▶ [REQUIREMENTS]:
Rewrite the listing from its first line through the line containing "[122,80,192,146]", both ends included, replacing "evidence" with "proof" and changing nothing else. Leave the pictures out of your answer.

▶ [RECORDS SHOWN]:
====================
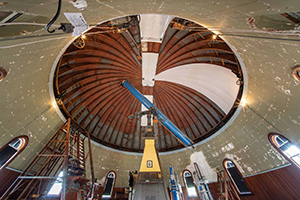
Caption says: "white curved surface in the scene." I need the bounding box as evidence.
[140,14,173,42]
[155,63,239,114]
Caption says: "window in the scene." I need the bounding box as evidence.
[183,170,198,198]
[223,159,252,195]
[0,136,28,169]
[269,133,300,167]
[102,171,116,199]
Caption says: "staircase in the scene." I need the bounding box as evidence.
[217,170,240,200]
[1,119,92,200]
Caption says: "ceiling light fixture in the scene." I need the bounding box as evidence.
[293,65,300,82]
[240,99,248,107]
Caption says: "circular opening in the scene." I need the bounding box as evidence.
[53,14,245,152]
[293,65,300,82]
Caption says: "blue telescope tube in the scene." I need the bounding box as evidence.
[122,80,192,146]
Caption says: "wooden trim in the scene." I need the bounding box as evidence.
[223,158,253,196]
[0,135,29,171]
[268,132,300,168]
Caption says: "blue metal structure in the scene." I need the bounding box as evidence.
[122,80,193,146]
[169,166,180,200]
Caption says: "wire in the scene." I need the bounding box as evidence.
[46,0,62,33]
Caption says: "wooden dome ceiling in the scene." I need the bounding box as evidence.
[54,16,243,152]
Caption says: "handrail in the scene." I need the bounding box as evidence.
[217,170,241,200]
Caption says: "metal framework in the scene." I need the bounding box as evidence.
[1,118,94,200]
[217,170,241,200]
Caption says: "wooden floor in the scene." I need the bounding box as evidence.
[209,165,300,200]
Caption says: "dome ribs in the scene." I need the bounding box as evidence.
[156,18,239,74]
[54,17,241,152]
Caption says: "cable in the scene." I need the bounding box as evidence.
[46,0,62,33]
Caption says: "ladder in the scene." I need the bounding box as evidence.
[1,118,94,200]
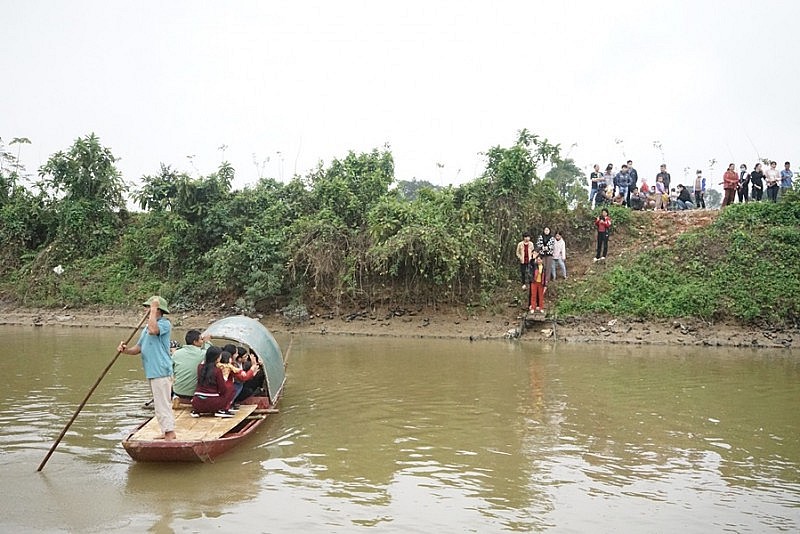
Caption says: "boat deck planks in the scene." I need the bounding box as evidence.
[130,404,257,441]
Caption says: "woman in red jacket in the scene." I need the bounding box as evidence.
[529,256,547,311]
[594,209,611,261]
[192,346,233,417]
[720,163,739,208]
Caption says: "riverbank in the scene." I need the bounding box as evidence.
[0,306,800,349]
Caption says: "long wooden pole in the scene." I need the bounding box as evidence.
[36,311,150,471]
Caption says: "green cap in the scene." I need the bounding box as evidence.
[142,295,169,313]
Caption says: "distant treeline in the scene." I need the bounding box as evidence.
[0,130,800,322]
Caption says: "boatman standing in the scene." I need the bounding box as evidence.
[117,295,175,441]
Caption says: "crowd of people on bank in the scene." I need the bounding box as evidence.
[117,295,265,440]
[589,160,794,210]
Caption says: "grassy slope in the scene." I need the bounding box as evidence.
[558,202,800,325]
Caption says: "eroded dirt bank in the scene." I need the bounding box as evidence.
[0,306,800,349]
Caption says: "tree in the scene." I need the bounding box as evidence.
[309,146,394,229]
[37,134,126,259]
[397,178,441,200]
[544,158,586,206]
[478,129,560,268]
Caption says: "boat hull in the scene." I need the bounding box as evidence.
[122,416,265,462]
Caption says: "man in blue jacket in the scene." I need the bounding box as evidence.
[117,295,175,441]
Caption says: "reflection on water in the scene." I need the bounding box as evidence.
[0,327,800,532]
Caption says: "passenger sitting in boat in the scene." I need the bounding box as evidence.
[233,349,266,402]
[222,344,244,399]
[172,330,211,400]
[217,345,259,411]
[192,346,233,417]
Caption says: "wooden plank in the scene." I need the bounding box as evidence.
[130,404,257,441]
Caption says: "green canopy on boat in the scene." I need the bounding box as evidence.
[206,315,286,399]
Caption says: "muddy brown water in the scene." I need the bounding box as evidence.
[0,326,800,532]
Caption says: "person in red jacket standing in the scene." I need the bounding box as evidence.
[720,163,739,209]
[529,256,547,311]
[594,209,611,261]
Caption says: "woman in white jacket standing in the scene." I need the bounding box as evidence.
[549,232,567,280]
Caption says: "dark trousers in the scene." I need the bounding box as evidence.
[694,191,706,209]
[519,263,531,285]
[722,189,736,208]
[736,186,750,202]
[767,184,778,202]
[595,231,608,258]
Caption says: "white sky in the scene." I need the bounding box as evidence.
[0,0,800,195]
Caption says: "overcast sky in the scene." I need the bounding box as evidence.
[0,0,800,195]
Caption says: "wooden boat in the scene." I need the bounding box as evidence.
[122,315,286,462]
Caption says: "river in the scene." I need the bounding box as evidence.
[0,326,800,533]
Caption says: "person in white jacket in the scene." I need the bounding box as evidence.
[549,232,567,280]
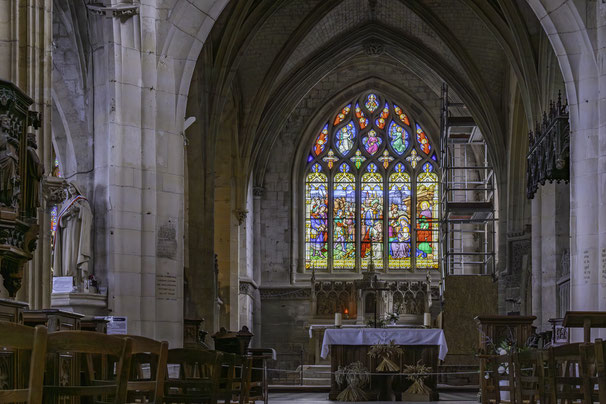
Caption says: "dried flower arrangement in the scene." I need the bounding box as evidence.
[404,360,431,395]
[368,340,404,372]
[335,362,370,401]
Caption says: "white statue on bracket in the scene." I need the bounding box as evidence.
[53,183,93,292]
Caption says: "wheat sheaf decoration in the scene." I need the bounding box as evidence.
[335,362,370,401]
[368,340,404,372]
[404,360,431,394]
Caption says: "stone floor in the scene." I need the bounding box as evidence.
[269,392,478,404]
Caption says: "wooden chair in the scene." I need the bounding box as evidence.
[164,348,223,404]
[0,321,46,404]
[123,335,168,403]
[248,348,276,404]
[546,343,598,404]
[217,352,251,404]
[513,350,547,404]
[488,354,515,404]
[594,339,606,403]
[44,331,132,404]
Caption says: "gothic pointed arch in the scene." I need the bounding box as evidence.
[302,91,440,273]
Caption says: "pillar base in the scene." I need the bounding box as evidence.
[51,292,107,316]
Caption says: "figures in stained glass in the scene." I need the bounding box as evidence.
[322,149,339,170]
[335,122,356,156]
[393,104,410,126]
[388,163,412,269]
[379,149,394,170]
[364,93,379,113]
[356,103,368,129]
[362,129,382,154]
[375,103,389,129]
[416,163,439,268]
[406,149,423,168]
[389,121,408,155]
[415,123,431,155]
[305,93,439,271]
[334,104,351,126]
[305,163,328,269]
[360,163,383,268]
[350,150,366,170]
[314,124,328,156]
[333,164,356,269]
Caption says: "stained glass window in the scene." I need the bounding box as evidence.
[333,163,356,269]
[360,163,383,268]
[388,163,412,269]
[305,163,328,269]
[416,163,439,268]
[305,92,440,271]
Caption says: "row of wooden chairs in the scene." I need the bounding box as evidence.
[0,322,252,404]
[482,339,606,404]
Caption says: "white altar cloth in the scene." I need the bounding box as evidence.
[320,328,448,360]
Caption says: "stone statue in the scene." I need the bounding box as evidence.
[23,133,44,217]
[53,183,93,292]
[0,125,19,207]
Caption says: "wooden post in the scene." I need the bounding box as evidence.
[583,318,591,343]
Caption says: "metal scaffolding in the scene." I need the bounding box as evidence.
[440,83,496,284]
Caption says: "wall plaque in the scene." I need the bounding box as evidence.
[156,275,177,300]
[156,219,177,259]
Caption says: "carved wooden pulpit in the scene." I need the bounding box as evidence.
[0,80,42,297]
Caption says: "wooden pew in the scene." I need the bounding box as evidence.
[217,352,252,404]
[44,331,132,404]
[0,321,47,404]
[164,348,223,404]
[121,335,168,403]
[513,350,547,404]
[546,343,598,403]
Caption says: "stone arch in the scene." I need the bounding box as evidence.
[528,0,606,316]
[250,24,504,185]
[290,77,440,274]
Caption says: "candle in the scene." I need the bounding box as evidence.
[423,313,431,327]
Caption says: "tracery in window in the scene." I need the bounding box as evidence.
[304,92,440,271]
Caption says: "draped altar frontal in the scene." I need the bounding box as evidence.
[320,328,448,361]
[321,328,448,401]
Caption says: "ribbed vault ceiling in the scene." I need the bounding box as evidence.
[202,0,548,185]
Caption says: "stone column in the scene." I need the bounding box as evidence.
[88,1,184,347]
[537,184,566,330]
[531,190,543,325]
[253,187,263,346]
[0,0,53,308]
[594,1,606,338]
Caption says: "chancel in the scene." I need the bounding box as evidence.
[0,0,606,403]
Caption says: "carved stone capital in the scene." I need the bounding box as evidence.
[234,209,248,225]
[87,4,139,22]
[239,280,257,299]
[364,39,385,56]
[42,176,68,209]
[259,287,311,300]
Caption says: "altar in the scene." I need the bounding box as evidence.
[321,328,448,401]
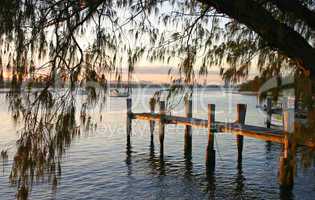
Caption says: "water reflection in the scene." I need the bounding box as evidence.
[235,160,245,198]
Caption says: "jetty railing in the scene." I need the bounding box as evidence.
[127,98,315,188]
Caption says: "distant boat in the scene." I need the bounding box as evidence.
[109,89,129,97]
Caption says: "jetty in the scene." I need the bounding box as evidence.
[127,98,315,188]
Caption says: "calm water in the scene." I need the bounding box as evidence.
[0,89,315,200]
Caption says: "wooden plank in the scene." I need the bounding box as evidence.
[132,113,315,148]
[159,101,165,156]
[206,104,215,173]
[127,98,132,145]
[184,99,192,156]
[236,104,247,162]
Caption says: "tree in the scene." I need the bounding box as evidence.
[0,0,315,199]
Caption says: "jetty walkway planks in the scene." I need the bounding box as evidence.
[127,99,315,188]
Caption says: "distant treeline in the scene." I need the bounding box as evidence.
[239,76,265,92]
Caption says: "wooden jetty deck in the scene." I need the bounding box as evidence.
[127,99,315,188]
[131,113,284,144]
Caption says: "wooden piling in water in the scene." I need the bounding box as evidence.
[149,98,156,145]
[236,104,246,162]
[278,97,296,188]
[206,104,215,173]
[159,101,165,156]
[184,100,192,155]
[127,98,132,145]
[266,98,272,128]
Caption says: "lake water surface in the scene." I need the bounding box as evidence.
[0,89,315,200]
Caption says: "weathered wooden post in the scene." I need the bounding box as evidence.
[159,101,165,156]
[127,98,132,145]
[266,97,272,128]
[149,98,156,146]
[184,100,192,155]
[278,96,296,188]
[236,104,246,162]
[206,104,215,173]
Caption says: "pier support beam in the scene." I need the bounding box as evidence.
[266,97,272,128]
[149,98,155,146]
[184,100,192,155]
[127,98,132,146]
[278,100,296,189]
[236,104,246,163]
[206,104,215,173]
[159,101,165,156]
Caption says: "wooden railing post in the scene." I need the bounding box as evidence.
[236,104,246,162]
[127,98,132,145]
[149,98,155,146]
[206,104,215,173]
[184,100,192,155]
[266,97,272,128]
[278,99,296,188]
[159,101,165,156]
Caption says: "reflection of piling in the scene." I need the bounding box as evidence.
[266,98,272,128]
[127,99,315,188]
[206,104,215,173]
[184,100,192,156]
[236,104,246,162]
[278,101,296,188]
[159,101,165,156]
[150,98,155,146]
[127,98,132,146]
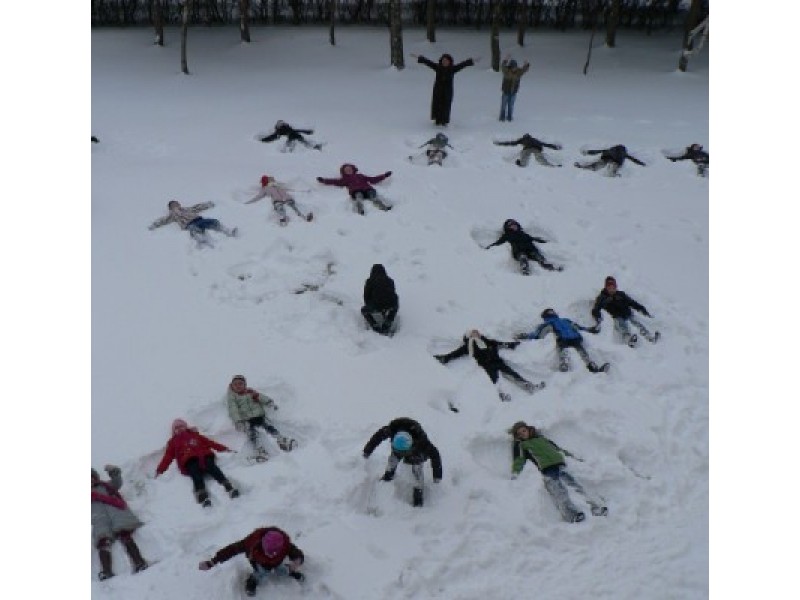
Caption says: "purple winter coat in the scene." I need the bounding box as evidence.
[317,163,392,196]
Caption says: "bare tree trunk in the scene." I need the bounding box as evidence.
[181,0,189,75]
[328,0,336,46]
[678,0,702,72]
[389,0,406,69]
[606,0,622,48]
[490,0,503,71]
[517,0,528,46]
[425,0,436,43]
[239,0,250,43]
[153,0,164,46]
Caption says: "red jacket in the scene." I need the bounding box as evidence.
[317,163,391,194]
[156,429,230,475]
[211,527,305,569]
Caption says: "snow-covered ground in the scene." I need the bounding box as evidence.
[10,21,724,600]
[85,29,710,600]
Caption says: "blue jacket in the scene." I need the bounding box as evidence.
[525,317,589,342]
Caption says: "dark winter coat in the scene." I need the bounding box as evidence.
[317,163,392,196]
[92,467,142,546]
[364,265,398,310]
[500,60,530,94]
[495,133,561,152]
[592,288,648,321]
[211,527,305,569]
[436,336,519,369]
[417,54,475,125]
[486,219,547,254]
[261,123,314,142]
[524,316,595,343]
[586,144,645,167]
[670,146,708,165]
[156,429,230,475]
[364,417,442,480]
[511,435,566,475]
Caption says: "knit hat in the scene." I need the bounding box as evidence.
[261,529,286,557]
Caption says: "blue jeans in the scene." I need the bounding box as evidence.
[500,92,517,121]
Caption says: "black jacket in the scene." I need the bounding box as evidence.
[436,336,519,368]
[669,146,708,165]
[592,288,648,320]
[364,417,442,479]
[417,54,475,123]
[495,133,561,152]
[586,144,646,167]
[364,265,399,310]
[261,123,314,142]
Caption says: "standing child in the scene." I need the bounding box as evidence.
[575,144,647,177]
[508,421,608,523]
[92,465,148,581]
[411,54,478,126]
[261,121,322,152]
[227,375,295,462]
[484,219,564,275]
[514,308,611,373]
[500,55,531,121]
[148,200,239,245]
[494,133,561,167]
[434,329,544,402]
[364,417,442,506]
[317,163,392,215]
[592,275,661,348]
[245,175,314,226]
[156,419,239,506]
[361,264,400,335]
[200,526,306,596]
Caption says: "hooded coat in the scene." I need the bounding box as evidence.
[211,527,305,569]
[417,54,475,125]
[364,417,442,479]
[317,163,391,196]
[92,467,142,546]
[364,264,399,310]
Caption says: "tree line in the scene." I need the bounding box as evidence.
[92,0,692,33]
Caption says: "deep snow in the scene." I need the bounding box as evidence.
[84,23,710,599]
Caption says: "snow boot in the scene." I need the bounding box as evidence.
[278,436,297,452]
[244,575,258,596]
[122,537,149,573]
[194,490,211,508]
[97,548,114,581]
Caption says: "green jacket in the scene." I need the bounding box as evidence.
[228,388,275,423]
[501,61,530,94]
[511,435,565,475]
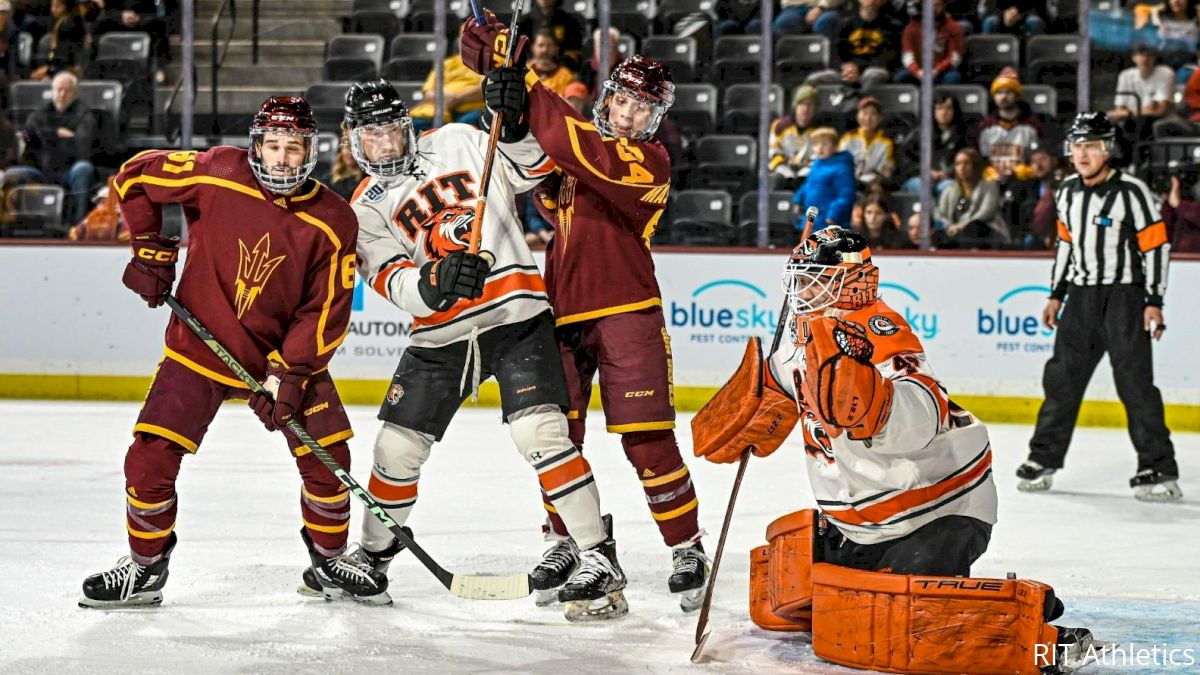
====================
▶ [THE REPLY]:
Caption says: "white curved surface in the scene." I need the bounding box as proof.
[140,14,173,42]
[155,63,239,114]
Caption says: "window in the scene." I need the bounding box as proof.
[183,170,198,198]
[223,159,252,195]
[0,136,28,169]
[269,133,300,167]
[102,171,116,199]
Caption says: "staircase in the scene." I need the bounding box as proof.
[217,170,240,200]
[1,119,92,200]
Caption says: "ceiling light fixture in the scene." I need the bounding box as proof.
[293,65,300,82]
[240,99,248,107]
Caption says: "circular opening in the scene." I need the bounding box as proof.
[53,14,245,152]
[293,65,300,82]
Caption says: "blue telescope tube in the scene." I need the bounding box as proof.
[122,80,192,146]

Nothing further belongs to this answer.